**ENTRIES SUPPLIED**:
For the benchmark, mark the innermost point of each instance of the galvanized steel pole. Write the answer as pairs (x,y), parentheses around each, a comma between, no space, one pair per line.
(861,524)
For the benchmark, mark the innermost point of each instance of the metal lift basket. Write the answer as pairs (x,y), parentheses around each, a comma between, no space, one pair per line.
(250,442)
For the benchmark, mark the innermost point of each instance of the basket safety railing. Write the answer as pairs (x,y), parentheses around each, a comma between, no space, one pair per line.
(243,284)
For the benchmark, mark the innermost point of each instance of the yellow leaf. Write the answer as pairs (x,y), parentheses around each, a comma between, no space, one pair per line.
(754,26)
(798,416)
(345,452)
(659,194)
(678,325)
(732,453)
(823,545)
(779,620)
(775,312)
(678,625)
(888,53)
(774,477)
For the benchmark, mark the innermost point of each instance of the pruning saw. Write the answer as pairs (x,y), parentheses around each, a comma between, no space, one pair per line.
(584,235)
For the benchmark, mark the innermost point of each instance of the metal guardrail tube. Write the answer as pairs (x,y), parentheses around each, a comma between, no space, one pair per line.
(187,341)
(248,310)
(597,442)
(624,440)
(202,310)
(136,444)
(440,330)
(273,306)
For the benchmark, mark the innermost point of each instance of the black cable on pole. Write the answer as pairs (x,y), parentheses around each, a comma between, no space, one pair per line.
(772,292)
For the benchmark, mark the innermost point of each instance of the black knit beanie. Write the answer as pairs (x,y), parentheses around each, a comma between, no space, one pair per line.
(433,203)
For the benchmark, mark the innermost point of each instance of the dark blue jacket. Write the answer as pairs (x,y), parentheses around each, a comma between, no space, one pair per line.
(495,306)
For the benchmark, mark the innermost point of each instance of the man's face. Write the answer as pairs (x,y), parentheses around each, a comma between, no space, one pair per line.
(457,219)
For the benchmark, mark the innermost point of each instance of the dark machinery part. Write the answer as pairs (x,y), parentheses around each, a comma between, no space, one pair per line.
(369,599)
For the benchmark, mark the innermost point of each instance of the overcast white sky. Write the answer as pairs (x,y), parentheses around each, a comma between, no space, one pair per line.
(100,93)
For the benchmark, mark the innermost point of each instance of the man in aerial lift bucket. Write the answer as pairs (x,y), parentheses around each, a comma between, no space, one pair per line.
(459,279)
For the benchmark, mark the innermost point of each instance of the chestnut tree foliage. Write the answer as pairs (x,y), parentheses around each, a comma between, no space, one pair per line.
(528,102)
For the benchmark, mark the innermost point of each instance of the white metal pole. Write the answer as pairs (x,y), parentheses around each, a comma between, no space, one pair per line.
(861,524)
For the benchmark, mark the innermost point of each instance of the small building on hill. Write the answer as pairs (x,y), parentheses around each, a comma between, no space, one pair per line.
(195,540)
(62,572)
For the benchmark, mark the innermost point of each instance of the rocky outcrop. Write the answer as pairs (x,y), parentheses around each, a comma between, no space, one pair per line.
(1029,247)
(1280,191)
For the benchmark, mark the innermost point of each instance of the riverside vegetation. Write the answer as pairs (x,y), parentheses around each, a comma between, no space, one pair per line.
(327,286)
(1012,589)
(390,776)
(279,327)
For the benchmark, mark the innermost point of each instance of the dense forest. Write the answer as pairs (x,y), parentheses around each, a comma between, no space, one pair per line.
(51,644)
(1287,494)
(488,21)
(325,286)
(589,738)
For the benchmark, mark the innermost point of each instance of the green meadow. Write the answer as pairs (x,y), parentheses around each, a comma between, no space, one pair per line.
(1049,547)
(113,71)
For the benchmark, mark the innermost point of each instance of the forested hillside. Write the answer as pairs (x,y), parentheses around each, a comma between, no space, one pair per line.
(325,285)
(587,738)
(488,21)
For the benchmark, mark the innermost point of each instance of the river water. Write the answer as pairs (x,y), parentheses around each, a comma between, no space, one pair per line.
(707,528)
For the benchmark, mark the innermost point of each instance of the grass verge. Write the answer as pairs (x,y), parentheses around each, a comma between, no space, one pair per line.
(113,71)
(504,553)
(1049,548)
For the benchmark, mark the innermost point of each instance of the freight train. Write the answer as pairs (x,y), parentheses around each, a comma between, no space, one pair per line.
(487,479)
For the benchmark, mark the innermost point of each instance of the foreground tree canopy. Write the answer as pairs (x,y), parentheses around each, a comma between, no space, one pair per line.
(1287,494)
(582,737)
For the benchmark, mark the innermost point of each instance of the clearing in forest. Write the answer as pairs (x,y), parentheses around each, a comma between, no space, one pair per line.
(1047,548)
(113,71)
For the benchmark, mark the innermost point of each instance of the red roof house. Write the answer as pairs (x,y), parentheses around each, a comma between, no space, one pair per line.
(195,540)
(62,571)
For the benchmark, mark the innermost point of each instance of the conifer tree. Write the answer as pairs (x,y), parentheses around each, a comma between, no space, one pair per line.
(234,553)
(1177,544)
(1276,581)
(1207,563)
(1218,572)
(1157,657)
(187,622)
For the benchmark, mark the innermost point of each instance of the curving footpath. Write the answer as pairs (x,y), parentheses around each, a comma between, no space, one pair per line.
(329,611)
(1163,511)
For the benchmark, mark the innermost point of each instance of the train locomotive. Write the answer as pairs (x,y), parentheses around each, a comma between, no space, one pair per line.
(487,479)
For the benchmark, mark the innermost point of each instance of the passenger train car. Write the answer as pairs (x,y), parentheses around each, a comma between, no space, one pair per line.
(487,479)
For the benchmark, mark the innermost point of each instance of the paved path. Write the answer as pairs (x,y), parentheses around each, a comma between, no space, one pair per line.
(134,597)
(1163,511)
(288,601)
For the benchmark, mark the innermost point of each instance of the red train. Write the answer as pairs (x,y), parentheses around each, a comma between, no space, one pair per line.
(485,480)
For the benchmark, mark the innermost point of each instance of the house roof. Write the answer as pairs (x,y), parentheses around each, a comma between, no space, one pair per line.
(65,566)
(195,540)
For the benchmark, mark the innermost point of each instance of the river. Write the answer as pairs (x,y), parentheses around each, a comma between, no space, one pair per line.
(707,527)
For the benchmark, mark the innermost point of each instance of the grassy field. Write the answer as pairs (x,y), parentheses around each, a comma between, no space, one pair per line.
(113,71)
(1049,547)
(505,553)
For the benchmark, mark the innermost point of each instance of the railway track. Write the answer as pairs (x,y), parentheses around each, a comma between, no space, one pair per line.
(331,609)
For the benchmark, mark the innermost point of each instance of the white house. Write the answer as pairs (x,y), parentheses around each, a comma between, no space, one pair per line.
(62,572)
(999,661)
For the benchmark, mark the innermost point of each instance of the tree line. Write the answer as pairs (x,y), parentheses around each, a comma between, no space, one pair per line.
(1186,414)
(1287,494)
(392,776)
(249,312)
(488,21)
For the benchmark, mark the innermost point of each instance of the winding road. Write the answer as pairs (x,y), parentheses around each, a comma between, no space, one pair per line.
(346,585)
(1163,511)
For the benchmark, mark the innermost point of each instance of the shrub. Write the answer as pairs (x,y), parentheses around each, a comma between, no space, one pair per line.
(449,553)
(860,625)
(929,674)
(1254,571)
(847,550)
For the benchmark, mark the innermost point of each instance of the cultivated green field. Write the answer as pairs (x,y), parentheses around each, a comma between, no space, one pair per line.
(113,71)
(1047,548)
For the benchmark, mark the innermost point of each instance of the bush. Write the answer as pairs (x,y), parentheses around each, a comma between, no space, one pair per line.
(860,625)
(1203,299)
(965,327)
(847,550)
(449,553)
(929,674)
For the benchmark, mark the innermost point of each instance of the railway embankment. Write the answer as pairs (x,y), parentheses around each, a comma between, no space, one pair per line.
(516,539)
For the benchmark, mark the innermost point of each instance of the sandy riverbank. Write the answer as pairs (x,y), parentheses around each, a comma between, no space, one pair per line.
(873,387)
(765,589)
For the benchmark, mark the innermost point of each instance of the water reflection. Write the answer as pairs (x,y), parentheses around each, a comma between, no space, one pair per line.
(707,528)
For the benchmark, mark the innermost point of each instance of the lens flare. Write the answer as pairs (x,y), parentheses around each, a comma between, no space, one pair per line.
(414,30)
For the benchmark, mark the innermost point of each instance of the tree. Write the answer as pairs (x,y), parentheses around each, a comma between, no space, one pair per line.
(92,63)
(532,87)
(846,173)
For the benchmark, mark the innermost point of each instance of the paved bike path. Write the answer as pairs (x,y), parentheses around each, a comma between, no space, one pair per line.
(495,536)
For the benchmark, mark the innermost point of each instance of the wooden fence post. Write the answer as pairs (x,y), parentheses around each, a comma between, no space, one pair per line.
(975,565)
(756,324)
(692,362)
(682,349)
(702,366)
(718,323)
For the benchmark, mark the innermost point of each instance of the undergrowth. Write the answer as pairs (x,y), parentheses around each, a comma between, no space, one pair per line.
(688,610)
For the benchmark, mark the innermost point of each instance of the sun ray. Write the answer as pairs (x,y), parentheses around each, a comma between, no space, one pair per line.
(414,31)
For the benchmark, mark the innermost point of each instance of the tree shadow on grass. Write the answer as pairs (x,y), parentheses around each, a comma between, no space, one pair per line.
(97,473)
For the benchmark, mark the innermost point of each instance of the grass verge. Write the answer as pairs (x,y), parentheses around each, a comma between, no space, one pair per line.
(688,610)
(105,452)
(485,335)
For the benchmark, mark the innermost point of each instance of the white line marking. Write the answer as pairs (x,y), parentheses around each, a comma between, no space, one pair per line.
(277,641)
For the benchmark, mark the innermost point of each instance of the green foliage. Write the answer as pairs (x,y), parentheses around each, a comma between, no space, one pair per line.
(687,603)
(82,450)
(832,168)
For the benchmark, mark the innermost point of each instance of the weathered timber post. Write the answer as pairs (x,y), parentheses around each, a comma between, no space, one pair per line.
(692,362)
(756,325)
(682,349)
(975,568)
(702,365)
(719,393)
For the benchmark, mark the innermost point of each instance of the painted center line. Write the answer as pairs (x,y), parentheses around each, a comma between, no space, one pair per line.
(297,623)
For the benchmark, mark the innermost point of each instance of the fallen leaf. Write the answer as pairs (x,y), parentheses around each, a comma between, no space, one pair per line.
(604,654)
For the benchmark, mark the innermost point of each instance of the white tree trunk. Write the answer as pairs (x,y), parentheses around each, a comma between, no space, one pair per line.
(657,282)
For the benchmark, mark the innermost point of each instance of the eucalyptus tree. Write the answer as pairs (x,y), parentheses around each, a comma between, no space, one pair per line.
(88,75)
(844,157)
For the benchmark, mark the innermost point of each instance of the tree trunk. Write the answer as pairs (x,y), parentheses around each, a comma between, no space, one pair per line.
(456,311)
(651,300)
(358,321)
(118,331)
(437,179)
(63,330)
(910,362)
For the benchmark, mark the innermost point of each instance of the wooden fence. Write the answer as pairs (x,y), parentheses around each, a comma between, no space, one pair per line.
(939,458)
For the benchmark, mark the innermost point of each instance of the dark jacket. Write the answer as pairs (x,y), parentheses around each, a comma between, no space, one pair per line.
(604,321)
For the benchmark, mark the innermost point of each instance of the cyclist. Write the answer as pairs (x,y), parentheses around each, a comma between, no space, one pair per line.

**OBJECTIVE**: Change "wooden fence" to "timber fence" in everything from the line containing "the white line" down to the end of the listing. Give those lines again with nothing else altered.

**RESULT BELOW**:
For the benchmark, mark the innermost point of each instance of the white line marking. Write the answer as pairs (x,y), parentheses around each, a comma between, no space, one pair per line.
(277,641)
For the benchmark, mark the innermost point of each instance of the green foliage. Write the answer as pairs (x,y), parentheses around each, a comma between, no space, one pair per line.
(687,603)
(82,450)
(832,168)
For the benchmark, mark the innermost point of each instance of the weathered timber post. Write the answer as pairs (x,y), parentheses around each, a comma between, no space, one pair per line.
(692,362)
(756,325)
(682,349)
(975,568)
(702,365)
(719,393)
For the benchmark, mark the innermost point of each instance of the painted center line. Write the answer as pairs (x,y), parentheses around each, a comma between, no space, one pair per line.
(297,623)
For the benchmark, mark the innermost point of each instance of the fallen leaf. Write the answer as pairs (x,y), parentheses around each, a comma between, no space, one pair per line.
(604,654)
For the benchmark, mark the innermost point of each instance of the white tree trunk. Write the answer as pairs (x,y), parentheses around each, a comma between, no space, one pair per line.
(657,282)
For the benchmark, mark the innermost point of each instance of the eucalyptus tree. Write the answer as pairs (x,y), parentheses around each, a comma between, no space, one pair per line.
(88,75)
(844,157)
For the benchmark, mark the innermost point of each instance of the tree trunk. Write the answer as pairs (x,y), parentheses around each, a comma between, no space, one pair per line.
(456,311)
(651,300)
(358,321)
(118,331)
(437,179)
(63,330)
(910,362)
For the benchmark, mark the innermost point of each instance of the timber fence. Write the answer as pairs (x,y), parentheses around each, a comma between, no space, one pair per line.
(939,458)
For the benchmark, mark the innermost point of each instance of the dark jacket. Write the answer as pairs (x,y), parentheses around each, a comma between, no space, one pair per line.
(604,321)
For the benchmark, mark the innermost point of each instance of the cyclist. Write the answer as pairs (x,y), parentheses around each, a comma between, no space, one pair per line.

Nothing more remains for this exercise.